> Document extract:
▼

Business strategy provides direction, an impetus for action. They are multifaceted, encompassing
decisions as to which markets to operate in, how to position the company in each market, and which
capabilities to develop and leverage. Strategic priorities can shift as a company attempts to respond
to competitor initiatives or to seize new opportunities, and therefore doesn’t offer a clear direction
for stable IT infrastructure and business process capabilities.

To best support a company’s strategy, it should define an operating model: the necessary level of
business process integration and standardization for delivering goods and services to customers. It
provides a more stable and actionable view, the first step in building the FfE. The operating model is
a choice about what strategies are going to be supported. The decision for an operating model (or lack
thereof) has an effect on the implementation of business processes and IT infrastructure. A company
without a clear operating model brings no automated, pre-existing, low-cost capabilities to a new
strategic pursuit. Instead, with each new strategic initiative, companies should effectively begin anew
to identify its key capabilities. However, selecting an operating model is a commitment to a way of
doing business, that can be a daunting choice.

But, payoff for companies with a FfE supporting an operation model is huge: greater strategic
effectiveness (related to profitability), operational efficiency, customer intimacy, product leadership,
and strategic agility.

▲

> Written task: Continue the passage above on business strategy and operating models, starting after its final sentence.

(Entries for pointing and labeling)
▼

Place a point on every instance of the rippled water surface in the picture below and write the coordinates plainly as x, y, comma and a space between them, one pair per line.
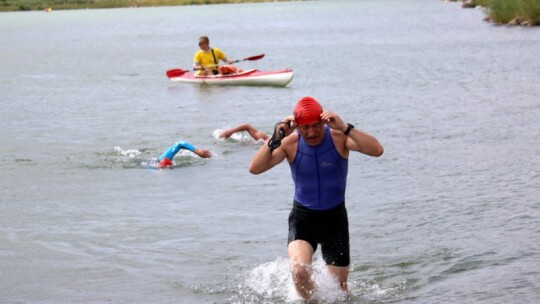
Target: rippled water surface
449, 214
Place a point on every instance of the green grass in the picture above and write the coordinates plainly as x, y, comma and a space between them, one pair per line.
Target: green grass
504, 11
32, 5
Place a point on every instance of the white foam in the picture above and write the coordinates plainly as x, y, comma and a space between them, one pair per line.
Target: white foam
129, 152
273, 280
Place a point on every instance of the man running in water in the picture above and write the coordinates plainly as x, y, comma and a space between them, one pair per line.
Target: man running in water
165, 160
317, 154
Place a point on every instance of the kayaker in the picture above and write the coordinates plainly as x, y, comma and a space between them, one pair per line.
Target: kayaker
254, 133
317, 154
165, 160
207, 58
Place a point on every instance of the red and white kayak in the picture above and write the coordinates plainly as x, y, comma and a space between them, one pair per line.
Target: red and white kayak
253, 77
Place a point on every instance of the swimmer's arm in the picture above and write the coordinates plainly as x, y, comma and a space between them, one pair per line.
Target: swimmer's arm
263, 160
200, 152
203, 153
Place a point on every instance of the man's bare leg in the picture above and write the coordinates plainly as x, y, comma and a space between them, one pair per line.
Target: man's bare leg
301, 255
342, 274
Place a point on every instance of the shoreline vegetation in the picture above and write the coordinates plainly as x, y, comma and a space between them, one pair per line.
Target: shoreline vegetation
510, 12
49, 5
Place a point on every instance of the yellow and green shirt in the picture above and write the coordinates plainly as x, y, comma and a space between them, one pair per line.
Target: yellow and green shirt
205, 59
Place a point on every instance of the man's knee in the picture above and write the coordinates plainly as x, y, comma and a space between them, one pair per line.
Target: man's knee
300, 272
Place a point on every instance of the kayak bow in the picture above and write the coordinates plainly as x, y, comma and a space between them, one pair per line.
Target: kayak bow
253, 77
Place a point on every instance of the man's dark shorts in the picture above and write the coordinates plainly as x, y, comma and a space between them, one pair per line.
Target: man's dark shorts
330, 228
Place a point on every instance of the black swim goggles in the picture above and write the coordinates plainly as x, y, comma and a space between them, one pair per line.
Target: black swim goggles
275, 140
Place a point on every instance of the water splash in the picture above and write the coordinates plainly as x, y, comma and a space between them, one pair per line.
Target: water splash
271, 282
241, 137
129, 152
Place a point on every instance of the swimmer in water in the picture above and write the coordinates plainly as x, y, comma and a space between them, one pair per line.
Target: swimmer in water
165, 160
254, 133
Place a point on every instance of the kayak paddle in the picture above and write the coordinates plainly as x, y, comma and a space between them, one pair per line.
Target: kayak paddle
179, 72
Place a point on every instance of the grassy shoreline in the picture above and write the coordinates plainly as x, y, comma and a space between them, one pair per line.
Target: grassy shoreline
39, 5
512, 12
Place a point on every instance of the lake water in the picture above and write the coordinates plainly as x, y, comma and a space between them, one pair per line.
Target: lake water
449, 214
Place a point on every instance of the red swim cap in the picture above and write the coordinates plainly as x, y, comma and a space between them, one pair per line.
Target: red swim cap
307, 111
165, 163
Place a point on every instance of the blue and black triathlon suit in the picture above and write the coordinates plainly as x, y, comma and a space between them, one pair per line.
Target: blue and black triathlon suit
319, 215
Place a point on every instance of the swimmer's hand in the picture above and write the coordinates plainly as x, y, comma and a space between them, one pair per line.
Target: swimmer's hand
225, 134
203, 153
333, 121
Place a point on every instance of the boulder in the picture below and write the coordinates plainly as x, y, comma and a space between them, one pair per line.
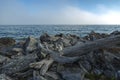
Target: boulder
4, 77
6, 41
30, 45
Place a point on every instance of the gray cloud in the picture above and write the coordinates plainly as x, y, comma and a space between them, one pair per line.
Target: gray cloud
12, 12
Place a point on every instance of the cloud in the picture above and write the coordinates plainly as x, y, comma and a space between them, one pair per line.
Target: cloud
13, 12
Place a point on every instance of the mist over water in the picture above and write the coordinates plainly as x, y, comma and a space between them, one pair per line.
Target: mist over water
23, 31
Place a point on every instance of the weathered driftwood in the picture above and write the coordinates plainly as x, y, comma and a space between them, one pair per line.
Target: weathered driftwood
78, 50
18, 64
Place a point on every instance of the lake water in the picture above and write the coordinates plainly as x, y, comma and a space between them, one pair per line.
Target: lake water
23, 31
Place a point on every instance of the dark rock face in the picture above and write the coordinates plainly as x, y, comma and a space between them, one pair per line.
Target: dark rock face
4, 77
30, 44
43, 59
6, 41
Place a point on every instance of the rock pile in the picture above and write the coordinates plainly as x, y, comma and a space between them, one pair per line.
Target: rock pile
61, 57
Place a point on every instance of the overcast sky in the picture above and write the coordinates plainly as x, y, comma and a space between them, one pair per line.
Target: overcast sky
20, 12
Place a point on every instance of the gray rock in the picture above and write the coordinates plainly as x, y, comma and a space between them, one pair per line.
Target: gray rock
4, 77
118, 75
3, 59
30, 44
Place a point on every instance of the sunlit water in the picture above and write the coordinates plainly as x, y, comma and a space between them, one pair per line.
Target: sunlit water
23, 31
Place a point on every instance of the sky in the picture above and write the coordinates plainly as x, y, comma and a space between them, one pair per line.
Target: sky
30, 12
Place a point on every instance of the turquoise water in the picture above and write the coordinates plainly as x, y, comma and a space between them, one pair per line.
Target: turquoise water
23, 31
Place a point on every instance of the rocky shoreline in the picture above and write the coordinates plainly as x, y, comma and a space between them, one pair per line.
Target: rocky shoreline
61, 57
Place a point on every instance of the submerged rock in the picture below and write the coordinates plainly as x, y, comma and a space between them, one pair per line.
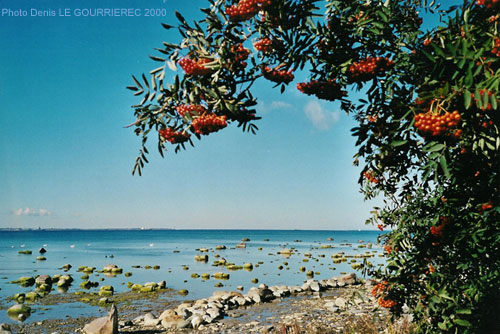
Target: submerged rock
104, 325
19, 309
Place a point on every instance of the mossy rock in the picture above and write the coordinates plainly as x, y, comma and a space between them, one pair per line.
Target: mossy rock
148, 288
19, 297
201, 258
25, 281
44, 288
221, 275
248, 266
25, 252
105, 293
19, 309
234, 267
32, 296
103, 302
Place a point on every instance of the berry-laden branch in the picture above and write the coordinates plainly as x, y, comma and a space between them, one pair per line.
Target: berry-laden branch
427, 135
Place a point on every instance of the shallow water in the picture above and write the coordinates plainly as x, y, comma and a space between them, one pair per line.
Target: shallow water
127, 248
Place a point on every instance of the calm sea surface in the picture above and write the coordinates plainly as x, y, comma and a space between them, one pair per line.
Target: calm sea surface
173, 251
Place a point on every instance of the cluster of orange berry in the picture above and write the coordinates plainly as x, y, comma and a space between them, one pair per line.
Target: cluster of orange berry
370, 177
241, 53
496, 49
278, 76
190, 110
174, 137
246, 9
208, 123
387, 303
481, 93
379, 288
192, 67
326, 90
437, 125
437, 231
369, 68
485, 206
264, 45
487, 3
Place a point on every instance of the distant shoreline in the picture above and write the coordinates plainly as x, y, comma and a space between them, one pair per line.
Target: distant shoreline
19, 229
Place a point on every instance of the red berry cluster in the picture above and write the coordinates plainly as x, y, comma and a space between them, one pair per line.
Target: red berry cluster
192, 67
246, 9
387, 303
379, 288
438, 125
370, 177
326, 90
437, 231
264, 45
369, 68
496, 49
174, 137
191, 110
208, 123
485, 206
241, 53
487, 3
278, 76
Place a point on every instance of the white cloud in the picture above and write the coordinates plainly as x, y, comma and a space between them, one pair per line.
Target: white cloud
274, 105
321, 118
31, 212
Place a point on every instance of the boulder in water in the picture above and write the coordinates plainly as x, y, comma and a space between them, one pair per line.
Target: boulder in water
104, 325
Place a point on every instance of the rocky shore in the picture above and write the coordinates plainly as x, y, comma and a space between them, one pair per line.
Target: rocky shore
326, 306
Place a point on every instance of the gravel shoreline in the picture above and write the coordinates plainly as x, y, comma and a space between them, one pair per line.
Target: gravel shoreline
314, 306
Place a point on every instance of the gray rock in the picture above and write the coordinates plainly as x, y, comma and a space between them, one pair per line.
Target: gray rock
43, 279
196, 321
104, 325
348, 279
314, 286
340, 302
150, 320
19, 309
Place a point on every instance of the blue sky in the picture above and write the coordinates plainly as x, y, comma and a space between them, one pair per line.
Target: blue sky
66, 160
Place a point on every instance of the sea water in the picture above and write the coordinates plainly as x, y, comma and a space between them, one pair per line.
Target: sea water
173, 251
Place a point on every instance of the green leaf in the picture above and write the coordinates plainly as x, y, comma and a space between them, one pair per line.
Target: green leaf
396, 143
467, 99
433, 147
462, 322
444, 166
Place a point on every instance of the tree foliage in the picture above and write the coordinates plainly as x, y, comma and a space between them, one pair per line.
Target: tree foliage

▲

> Exercise answer:
An operating model consists of 2 dimensions: business process standardization and integration.

Standardization means exactly defining how a process will be executed regardless of where or who is
performing the process. It delivers efficiency and predictability across the company and allows
activities of different BUs to be measured, compared, and improved. The result of standardization – a
reduction in variability – can be increased in throughput and efficiency. However, it limits local
innovation and requires perfectly good systems to be replaced by the new standard.

Integration links efforts of BUs through shared data. This sharing can be either between processes,
enabling end-to-end transaction processing, or across processes to allow the company to present a
single face to customers. Benefits include increased efficiency, coordination, transparency, and
agility. It can improve customer service, provide management with better information to make
decisions, and allows changes in one part of the business to alert other parts of actions they need to
take. Integration can also speed up the overall flow of information and transactions through a
company. The biggest challenge is around data: standard definitions and formats for data need to be
developed and shared across BUs or functions. These can be difficult decisions.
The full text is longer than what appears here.